**WORK REQUIRED**
Could you retype each of the rows below word for word?

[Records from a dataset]

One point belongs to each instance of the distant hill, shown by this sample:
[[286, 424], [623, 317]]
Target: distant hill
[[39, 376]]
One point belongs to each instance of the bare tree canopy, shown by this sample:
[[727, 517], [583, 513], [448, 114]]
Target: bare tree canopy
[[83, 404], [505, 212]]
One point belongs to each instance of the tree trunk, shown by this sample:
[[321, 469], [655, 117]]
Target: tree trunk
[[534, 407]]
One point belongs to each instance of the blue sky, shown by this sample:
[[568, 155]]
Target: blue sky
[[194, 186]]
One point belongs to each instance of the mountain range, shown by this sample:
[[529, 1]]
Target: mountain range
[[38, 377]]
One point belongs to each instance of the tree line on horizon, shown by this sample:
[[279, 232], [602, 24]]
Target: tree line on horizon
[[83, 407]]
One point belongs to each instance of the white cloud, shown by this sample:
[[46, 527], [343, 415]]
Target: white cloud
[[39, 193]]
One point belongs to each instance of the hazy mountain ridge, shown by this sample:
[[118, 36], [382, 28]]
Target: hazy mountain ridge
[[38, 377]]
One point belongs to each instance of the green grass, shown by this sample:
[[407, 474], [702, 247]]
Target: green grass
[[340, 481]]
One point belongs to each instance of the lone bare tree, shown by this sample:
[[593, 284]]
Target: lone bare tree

**EXERCISE RESULT**
One point belongs to each instance of the distant hill, shown by this sample:
[[286, 424], [623, 317]]
Target: distant hill
[[39, 376]]
One point belongs to each instance of the bare tree canopy, shown by this sample:
[[727, 517], [583, 513], [448, 114]]
Target: bare tree canopy
[[83, 404], [505, 212]]
One point belongs to each instance of the tree trunk, shown by this sample:
[[321, 469], [655, 117]]
Target: tree trunk
[[534, 407]]
One point belongs to each instance of the blue sky, shown by this sample:
[[568, 155]]
Target: blue sky
[[194, 186]]
One point belongs to each instance of the mountain range, shown by this sample:
[[529, 1]]
Target: mountain range
[[38, 377]]
One point belongs to each instance of the tree line on horizon, shown by this sample:
[[279, 232], [602, 24]]
Target: tree line on horizon
[[83, 407]]
One point belongs to each instance of the white cloud, shown by this sample:
[[46, 527], [343, 415]]
Target: white cloud
[[39, 193]]
One point belongs to each instance of the hazy mountain ridge, shown by this sample:
[[118, 36], [382, 28]]
Target: hazy mountain ridge
[[38, 377]]
One point belongs to each instance of the green grass, shown by this sample:
[[407, 474], [702, 247]]
Target: green grass
[[340, 481]]
One point belongs to each instance of the lone bare tree, shown by this sample:
[[593, 284]]
Target: lone bare tree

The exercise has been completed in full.